Records excerpted from a collection
════════════════
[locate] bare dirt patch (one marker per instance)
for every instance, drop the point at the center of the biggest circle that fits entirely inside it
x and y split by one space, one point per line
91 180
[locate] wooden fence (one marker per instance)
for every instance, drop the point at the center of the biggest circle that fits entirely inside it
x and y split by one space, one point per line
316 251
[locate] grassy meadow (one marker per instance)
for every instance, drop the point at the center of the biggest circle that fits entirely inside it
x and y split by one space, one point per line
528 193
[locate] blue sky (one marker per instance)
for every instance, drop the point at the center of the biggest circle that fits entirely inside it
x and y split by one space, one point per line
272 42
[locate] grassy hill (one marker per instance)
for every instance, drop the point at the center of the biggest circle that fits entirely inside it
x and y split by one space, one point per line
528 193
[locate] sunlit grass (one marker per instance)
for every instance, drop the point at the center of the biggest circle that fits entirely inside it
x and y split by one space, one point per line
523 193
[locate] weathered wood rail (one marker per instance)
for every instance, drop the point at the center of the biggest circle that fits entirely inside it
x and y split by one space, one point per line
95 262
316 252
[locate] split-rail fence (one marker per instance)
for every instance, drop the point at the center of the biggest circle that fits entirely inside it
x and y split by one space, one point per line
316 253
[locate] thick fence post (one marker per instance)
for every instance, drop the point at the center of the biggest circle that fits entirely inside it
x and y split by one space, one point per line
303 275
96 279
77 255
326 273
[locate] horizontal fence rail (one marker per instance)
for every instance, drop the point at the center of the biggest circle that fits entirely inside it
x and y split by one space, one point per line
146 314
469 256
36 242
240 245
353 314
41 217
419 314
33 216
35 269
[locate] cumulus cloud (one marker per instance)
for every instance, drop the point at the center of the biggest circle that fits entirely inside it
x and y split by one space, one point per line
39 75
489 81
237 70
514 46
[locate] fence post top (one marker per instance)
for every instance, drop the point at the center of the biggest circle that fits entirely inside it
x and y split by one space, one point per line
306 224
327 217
════════════════
(Your instructions): Exact repetition is required for the lines from the one that contains "[locate] thick fence" through the final line; leave out everything else.

(Full solution):
[locate] thick fence post (one marker per instance)
for every instance, drop the point at the center of the biggest circle that fits entirely inside it
x and y split by one space, one point per line
303 275
96 279
77 255
326 273
[locate] horizontal fence rail (one marker per instance)
for every instance, drop the point at the center of the biggest circle that fits entirely inside it
x and y split by one space, one point per line
146 314
469 256
36 242
240 245
353 314
41 217
419 314
33 216
35 269
[locate] cumulus cloud (one marker per instance)
for every instance, drop the point at the center of the biggest circle that fits entirely inside it
x and y split by one space, one point per line
39 75
489 81
237 70
514 46
[locate] fence post top (one marker per instance)
for every instance, drop the point at the center of the biggest circle that fits entirely inside it
x and y split by one space, one point per line
306 224
327 217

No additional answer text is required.